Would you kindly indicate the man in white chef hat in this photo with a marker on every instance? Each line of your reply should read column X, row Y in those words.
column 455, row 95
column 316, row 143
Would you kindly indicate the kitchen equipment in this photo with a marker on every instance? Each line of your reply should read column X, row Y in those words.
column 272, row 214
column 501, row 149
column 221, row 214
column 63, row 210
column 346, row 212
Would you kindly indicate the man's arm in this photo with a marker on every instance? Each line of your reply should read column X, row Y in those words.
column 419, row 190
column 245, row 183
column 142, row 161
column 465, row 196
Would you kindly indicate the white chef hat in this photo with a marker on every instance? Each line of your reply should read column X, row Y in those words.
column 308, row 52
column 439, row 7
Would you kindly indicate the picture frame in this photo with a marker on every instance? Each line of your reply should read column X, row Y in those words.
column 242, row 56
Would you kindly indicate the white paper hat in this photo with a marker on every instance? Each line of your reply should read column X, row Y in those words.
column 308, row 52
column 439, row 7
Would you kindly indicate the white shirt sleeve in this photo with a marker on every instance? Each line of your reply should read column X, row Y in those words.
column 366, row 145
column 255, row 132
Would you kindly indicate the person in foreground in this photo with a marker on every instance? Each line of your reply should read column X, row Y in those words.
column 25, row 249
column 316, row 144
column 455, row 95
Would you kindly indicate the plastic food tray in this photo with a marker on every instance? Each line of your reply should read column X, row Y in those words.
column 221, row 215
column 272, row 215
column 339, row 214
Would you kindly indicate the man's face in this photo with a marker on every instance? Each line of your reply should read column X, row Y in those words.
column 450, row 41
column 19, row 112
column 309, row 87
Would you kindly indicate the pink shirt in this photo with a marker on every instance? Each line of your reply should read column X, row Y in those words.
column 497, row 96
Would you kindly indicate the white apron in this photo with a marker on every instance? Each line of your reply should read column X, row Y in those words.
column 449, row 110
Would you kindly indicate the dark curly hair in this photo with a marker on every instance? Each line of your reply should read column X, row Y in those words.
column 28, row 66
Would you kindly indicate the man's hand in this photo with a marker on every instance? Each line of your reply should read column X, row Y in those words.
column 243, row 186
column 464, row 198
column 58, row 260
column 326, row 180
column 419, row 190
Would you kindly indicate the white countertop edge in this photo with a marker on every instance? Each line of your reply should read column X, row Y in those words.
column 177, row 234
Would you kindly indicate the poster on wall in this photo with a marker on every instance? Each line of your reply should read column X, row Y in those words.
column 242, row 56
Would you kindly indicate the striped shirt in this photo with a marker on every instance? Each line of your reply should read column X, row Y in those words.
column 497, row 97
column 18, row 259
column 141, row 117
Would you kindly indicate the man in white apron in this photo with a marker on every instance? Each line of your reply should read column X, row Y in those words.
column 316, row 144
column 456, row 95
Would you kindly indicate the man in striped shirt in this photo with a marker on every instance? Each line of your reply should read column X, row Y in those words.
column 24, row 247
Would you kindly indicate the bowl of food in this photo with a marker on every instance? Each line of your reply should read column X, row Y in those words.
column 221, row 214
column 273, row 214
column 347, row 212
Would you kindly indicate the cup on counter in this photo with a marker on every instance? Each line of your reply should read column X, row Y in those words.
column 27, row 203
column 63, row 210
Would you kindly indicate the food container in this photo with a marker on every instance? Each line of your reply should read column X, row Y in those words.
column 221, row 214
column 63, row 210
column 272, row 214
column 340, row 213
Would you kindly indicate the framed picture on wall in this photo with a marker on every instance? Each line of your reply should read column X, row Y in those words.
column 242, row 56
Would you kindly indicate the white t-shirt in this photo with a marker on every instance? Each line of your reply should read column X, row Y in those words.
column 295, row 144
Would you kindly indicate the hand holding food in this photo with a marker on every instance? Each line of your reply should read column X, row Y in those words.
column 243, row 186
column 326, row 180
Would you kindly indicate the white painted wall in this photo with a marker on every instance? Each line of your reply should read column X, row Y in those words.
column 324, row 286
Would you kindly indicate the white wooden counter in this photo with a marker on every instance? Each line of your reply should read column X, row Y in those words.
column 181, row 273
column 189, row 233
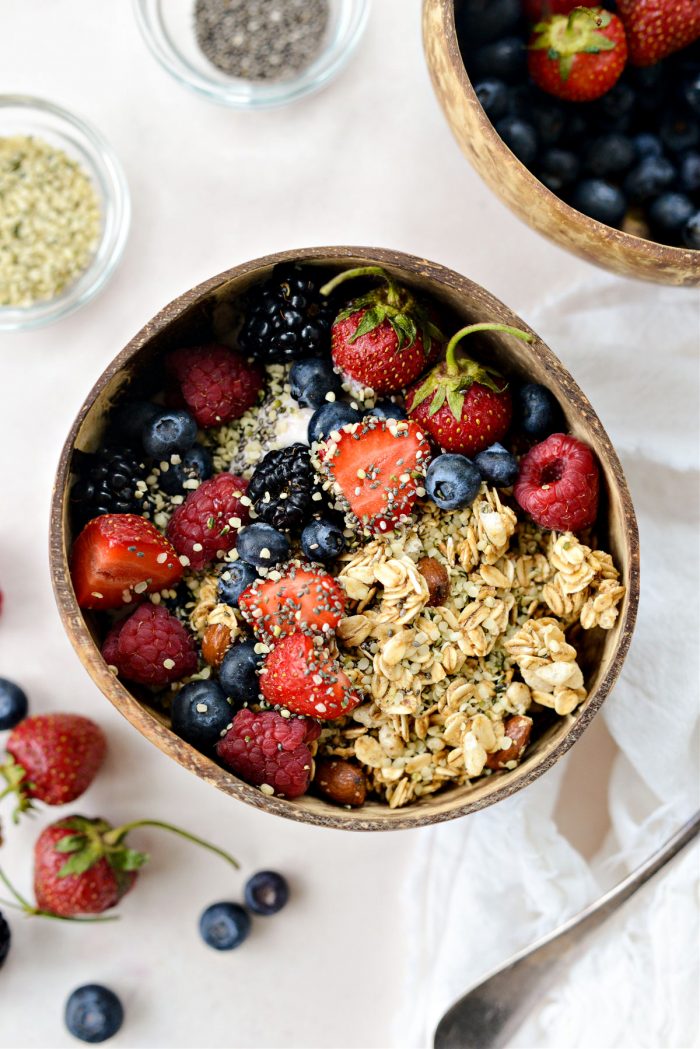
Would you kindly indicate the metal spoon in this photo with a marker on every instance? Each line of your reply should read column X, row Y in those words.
column 488, row 1014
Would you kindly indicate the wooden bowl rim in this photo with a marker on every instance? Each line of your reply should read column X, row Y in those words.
column 681, row 259
column 164, row 737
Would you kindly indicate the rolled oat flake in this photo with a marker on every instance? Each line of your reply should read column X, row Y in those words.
column 260, row 39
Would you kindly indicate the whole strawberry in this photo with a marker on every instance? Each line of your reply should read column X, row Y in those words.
column 384, row 339
column 656, row 28
column 464, row 406
column 577, row 57
column 52, row 758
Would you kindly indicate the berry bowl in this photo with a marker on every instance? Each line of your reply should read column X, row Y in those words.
column 396, row 623
column 617, row 250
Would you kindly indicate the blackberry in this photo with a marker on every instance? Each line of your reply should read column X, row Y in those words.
column 106, row 484
column 282, row 488
column 287, row 317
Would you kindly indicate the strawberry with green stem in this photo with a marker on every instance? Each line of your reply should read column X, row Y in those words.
column 463, row 405
column 384, row 339
column 85, row 866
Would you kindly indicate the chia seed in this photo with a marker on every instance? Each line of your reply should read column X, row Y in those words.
column 260, row 39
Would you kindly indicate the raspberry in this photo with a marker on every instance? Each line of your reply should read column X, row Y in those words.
column 267, row 748
column 150, row 647
column 209, row 519
column 558, row 484
column 216, row 383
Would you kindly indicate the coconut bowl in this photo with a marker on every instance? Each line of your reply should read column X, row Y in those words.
column 463, row 301
column 529, row 198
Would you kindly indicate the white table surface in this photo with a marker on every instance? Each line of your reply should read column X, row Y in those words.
column 368, row 161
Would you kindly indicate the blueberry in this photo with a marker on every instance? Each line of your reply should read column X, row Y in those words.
column 238, row 672
column 600, row 200
column 14, row 704
column 267, row 893
column 610, row 154
column 493, row 98
column 521, row 138
column 170, row 431
column 692, row 232
column 537, row 412
column 679, row 131
column 387, row 409
column 505, row 59
column 669, row 214
column 452, row 482
column 652, row 176
column 262, row 546
column 225, row 925
column 497, row 466
column 330, row 416
column 322, row 540
column 200, row 711
column 194, row 465
column 311, row 380
column 234, row 577
column 93, row 1013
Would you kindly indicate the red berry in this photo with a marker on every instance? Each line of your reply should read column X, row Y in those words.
column 60, row 755
column 216, row 383
column 117, row 557
column 268, row 749
column 305, row 598
column 558, row 484
column 377, row 466
column 304, row 678
column 150, row 647
column 209, row 519
column 578, row 57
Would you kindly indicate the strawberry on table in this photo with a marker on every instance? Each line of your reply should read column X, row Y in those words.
column 303, row 677
column 464, row 406
column 578, row 57
column 297, row 597
column 52, row 758
column 384, row 339
column 656, row 28
column 378, row 467
column 119, row 557
column 216, row 383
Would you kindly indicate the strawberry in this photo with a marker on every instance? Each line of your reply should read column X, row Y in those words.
column 378, row 467
column 303, row 598
column 463, row 405
column 118, row 557
column 216, row 383
column 52, row 758
column 304, row 678
column 578, row 57
column 384, row 339
column 656, row 28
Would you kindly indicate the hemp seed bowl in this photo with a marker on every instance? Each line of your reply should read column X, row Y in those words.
column 65, row 215
column 513, row 627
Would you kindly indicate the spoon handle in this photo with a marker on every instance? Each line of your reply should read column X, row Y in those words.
column 488, row 1014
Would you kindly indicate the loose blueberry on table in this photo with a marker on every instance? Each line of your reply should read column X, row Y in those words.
column 601, row 102
column 364, row 553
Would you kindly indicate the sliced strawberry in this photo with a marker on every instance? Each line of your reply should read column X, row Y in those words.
column 118, row 557
column 302, row 676
column 305, row 598
column 377, row 466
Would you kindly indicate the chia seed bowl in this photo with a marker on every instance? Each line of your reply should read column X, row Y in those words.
column 77, row 143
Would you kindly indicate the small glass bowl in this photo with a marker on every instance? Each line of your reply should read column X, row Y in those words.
column 24, row 115
column 168, row 28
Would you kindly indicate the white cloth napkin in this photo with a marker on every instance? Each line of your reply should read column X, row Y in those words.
column 489, row 884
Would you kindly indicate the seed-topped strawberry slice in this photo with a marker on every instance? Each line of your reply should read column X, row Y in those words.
column 119, row 557
column 300, row 675
column 296, row 597
column 378, row 467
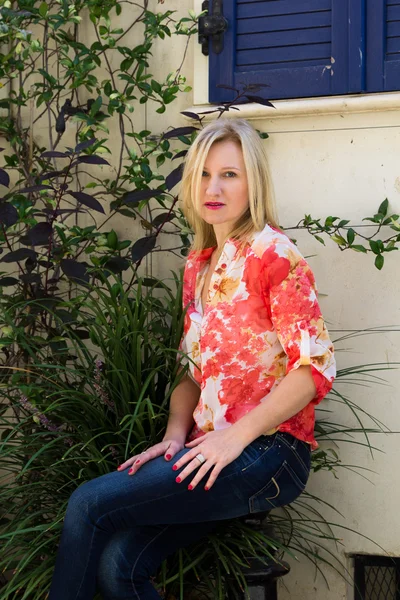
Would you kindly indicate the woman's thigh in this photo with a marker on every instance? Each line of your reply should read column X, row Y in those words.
column 152, row 496
column 134, row 555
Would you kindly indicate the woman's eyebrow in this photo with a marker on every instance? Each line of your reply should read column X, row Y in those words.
column 223, row 168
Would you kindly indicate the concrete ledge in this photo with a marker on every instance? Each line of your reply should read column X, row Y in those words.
column 357, row 103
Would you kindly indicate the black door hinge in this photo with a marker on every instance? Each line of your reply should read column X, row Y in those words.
column 212, row 26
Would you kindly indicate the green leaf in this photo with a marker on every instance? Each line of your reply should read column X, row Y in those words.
column 383, row 208
column 112, row 240
column 379, row 260
column 43, row 9
column 338, row 239
column 96, row 106
column 156, row 86
column 351, row 234
column 374, row 246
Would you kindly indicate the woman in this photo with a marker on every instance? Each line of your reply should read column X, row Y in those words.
column 241, row 422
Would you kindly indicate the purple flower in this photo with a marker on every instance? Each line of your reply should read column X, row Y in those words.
column 41, row 419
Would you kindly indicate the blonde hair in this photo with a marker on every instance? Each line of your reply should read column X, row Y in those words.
column 261, row 202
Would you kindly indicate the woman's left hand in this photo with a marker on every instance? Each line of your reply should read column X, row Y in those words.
column 219, row 448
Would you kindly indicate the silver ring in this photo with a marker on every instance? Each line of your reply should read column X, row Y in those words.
column 200, row 457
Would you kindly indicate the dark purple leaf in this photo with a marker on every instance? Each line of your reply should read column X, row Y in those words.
column 162, row 218
column 51, row 175
column 53, row 154
column 60, row 211
column 4, row 178
column 19, row 254
column 46, row 264
column 152, row 282
column 180, row 154
column 7, row 281
column 93, row 159
column 84, row 145
column 116, row 264
column 143, row 247
column 35, row 188
column 25, row 240
column 39, row 234
column 30, row 264
column 87, row 201
column 125, row 212
column 8, row 214
column 195, row 116
column 226, row 87
column 138, row 195
column 75, row 271
column 174, row 177
column 65, row 316
column 259, row 100
column 30, row 278
column 179, row 131
column 82, row 334
column 209, row 112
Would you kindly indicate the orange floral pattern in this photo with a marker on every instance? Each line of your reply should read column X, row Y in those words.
column 261, row 320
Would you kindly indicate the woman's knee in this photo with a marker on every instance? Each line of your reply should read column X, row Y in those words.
column 123, row 566
column 82, row 500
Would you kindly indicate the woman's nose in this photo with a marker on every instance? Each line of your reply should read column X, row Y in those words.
column 213, row 187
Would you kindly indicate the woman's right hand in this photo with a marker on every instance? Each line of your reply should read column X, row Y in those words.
column 168, row 447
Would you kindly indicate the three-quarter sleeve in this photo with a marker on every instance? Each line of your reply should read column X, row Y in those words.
column 291, row 294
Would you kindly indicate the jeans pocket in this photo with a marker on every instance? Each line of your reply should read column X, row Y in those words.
column 283, row 488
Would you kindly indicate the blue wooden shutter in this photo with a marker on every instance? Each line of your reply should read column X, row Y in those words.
column 300, row 48
column 383, row 45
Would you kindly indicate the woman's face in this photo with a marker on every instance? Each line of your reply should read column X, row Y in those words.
column 224, row 185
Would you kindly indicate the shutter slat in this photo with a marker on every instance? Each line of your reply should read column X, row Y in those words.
column 393, row 46
column 281, row 55
column 284, row 38
column 279, row 23
column 267, row 69
column 393, row 29
column 383, row 46
column 280, row 7
column 393, row 13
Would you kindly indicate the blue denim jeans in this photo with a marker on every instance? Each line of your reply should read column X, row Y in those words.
column 118, row 528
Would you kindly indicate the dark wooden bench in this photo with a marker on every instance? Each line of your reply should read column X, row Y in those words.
column 262, row 577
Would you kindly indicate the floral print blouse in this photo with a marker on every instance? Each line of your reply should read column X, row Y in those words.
column 261, row 320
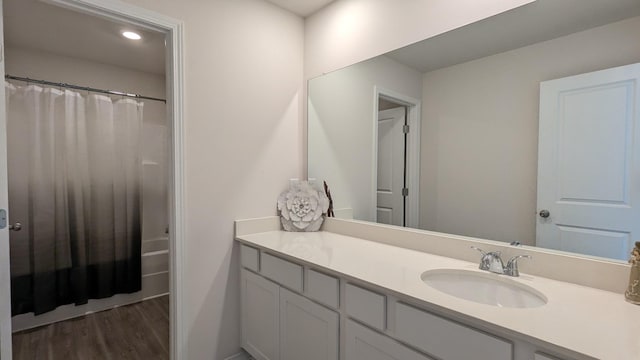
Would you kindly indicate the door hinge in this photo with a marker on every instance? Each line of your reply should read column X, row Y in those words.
column 3, row 218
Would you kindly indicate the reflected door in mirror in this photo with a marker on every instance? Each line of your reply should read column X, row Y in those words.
column 391, row 167
column 589, row 163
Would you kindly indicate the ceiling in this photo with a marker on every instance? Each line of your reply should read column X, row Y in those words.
column 303, row 8
column 35, row 25
column 538, row 21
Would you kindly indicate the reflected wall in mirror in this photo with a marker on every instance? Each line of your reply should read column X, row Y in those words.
column 472, row 160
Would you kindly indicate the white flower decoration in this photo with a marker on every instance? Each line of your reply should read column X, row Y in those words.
column 301, row 207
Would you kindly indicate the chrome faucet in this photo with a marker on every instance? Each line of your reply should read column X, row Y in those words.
column 491, row 261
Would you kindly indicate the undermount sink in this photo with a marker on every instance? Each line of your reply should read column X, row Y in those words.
column 484, row 288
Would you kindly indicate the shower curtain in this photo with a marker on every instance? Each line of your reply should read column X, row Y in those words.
column 75, row 184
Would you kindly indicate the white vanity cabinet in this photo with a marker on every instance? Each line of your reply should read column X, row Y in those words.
column 307, row 330
column 293, row 312
column 361, row 343
column 280, row 324
column 259, row 318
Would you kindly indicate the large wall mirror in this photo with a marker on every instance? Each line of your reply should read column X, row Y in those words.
column 521, row 127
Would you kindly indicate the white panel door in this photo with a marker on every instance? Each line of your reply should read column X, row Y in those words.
column 589, row 163
column 5, row 276
column 307, row 330
column 390, row 203
column 260, row 303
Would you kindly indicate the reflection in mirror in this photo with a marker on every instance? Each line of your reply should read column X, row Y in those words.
column 522, row 127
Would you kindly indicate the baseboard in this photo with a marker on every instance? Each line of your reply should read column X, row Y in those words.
column 242, row 355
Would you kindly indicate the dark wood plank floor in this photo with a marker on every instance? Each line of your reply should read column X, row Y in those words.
column 137, row 331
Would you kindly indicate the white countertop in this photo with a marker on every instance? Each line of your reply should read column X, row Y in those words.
column 592, row 322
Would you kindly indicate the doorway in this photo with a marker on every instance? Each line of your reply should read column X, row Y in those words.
column 170, row 30
column 397, row 158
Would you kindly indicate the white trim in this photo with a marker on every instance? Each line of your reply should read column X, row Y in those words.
column 124, row 12
column 414, row 109
column 239, row 356
column 5, row 269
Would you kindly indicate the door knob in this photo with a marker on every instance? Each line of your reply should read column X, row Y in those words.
column 15, row 227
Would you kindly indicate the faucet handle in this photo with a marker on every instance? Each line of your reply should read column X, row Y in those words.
column 484, row 260
column 480, row 250
column 512, row 265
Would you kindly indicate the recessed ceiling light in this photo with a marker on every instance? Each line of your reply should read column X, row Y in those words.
column 131, row 35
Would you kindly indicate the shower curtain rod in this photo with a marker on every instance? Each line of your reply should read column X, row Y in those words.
column 77, row 87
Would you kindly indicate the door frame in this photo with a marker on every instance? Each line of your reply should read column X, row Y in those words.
column 124, row 12
column 414, row 107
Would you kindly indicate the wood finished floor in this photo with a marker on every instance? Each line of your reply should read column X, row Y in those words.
column 137, row 331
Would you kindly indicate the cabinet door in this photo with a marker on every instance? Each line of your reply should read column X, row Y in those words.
column 365, row 344
column 259, row 316
column 307, row 330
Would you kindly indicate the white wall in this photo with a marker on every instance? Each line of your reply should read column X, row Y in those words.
column 341, row 118
column 480, row 131
column 349, row 31
column 243, row 84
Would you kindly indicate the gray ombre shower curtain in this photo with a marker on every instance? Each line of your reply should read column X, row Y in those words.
column 75, row 185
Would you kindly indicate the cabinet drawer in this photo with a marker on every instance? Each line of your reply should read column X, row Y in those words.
column 365, row 344
column 323, row 288
column 446, row 339
column 249, row 257
column 282, row 271
column 541, row 356
column 365, row 305
column 308, row 331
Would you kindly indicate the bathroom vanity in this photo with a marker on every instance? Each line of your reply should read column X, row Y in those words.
column 327, row 295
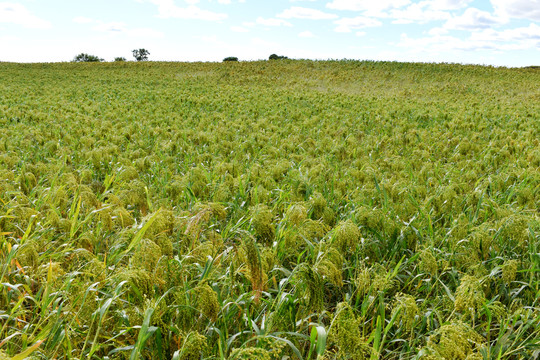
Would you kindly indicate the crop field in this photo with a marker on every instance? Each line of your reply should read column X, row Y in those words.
column 271, row 210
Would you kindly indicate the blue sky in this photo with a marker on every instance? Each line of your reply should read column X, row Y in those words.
column 491, row 32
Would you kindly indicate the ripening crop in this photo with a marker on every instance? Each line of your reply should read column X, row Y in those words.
column 269, row 210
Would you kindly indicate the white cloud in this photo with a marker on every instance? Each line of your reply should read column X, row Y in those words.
column 522, row 34
column 168, row 9
column 272, row 22
column 306, row 34
column 370, row 7
column 359, row 22
column 523, row 38
column 116, row 27
column 417, row 13
column 447, row 4
column 437, row 31
column 82, row 20
column 473, row 19
column 297, row 12
column 239, row 29
column 18, row 14
column 521, row 9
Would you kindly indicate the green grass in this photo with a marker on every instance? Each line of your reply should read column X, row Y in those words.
column 309, row 209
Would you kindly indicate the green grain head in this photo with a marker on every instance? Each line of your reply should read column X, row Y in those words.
column 206, row 301
column 146, row 256
column 261, row 221
column 346, row 236
column 469, row 295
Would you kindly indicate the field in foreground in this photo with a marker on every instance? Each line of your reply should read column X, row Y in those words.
column 269, row 210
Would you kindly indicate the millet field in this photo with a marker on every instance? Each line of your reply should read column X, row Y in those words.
column 269, row 210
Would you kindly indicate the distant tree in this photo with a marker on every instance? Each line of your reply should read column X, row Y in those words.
column 141, row 54
column 277, row 57
column 82, row 57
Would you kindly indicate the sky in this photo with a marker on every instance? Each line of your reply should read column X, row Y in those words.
column 486, row 32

> _SHORT TASK_: Retype the records from the line with "Would you kindly indicate the gray" up to and including the line with "column 75, row 185", keeping every character as it appears.

> _EXERCISE RESPONSE_:
Would you kindly indicate the gray ombre shower curtain in this photo with a marker on every instance? Each line of your reply should read column X, row Y in those words.
column 75, row 185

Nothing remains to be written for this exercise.